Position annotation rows
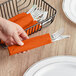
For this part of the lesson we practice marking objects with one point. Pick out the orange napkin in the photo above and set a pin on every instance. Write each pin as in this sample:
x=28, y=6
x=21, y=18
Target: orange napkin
x=30, y=44
x=25, y=21
x=17, y=17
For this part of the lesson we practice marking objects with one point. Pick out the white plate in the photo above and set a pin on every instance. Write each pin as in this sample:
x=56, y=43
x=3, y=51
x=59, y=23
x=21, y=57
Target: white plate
x=69, y=8
x=57, y=66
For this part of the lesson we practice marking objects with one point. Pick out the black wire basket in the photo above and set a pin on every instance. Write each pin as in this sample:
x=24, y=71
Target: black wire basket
x=11, y=8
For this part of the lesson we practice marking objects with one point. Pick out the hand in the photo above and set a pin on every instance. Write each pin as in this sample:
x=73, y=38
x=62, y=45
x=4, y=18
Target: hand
x=11, y=33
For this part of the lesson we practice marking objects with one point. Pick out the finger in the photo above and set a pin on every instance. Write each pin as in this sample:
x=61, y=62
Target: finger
x=23, y=34
x=2, y=36
x=17, y=39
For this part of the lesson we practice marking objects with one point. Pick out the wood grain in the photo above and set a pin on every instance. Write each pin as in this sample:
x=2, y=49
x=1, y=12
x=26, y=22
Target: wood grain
x=16, y=65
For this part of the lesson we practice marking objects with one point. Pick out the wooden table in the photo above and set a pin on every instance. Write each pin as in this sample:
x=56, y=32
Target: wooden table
x=16, y=65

§ **Challenge**
Copy all the rows above word for word, and leave out the pictures.

§ **Reply**
For this part of the lesson we practice marking objects with one point. Pick out the orange napkin in the photo above and set a pin on every instance. Write each pin as in this sample:
x=28, y=6
x=21, y=18
Target: orange napkin
x=30, y=44
x=25, y=21
x=17, y=17
For this part of the lesson we practice marking objects with one point. Pick out the white plate in the photo above and set a pin on every instance. Write each pin as in this sample:
x=56, y=43
x=3, y=51
x=59, y=23
x=21, y=57
Target: white plate
x=69, y=8
x=57, y=66
For this part of the lesson we practice marking objects with one point. Pick out the black wire basket in the photo above and set a pin on every instance. Write each pin as in this sample:
x=24, y=71
Target: black wire basket
x=11, y=8
For this part of the lesson we practice marking objects with one point. Pick out the hand in the photo above and set a pin on every instance. Write each pin as in this sample:
x=73, y=38
x=62, y=45
x=4, y=18
Target: hand
x=11, y=33
For this part of the lesson we practice marking objects with one point. Pick out the finger in the photo above and set a pin on every instance. Write each pin as in this sample:
x=61, y=62
Target: finger
x=23, y=34
x=2, y=36
x=17, y=39
For this part of the lesson we practice marking objects with one point. Pick out the wood grain in the photo above and set a pin on every instance. Write each pin as in this sample:
x=2, y=49
x=1, y=12
x=26, y=22
Target: wood grain
x=16, y=65
For this part of the lesson we practice marking objects with one point. Pick out the wooden table in the photo above and set a pin on every instance. Write each pin as in this sample:
x=56, y=32
Target: wooden table
x=16, y=65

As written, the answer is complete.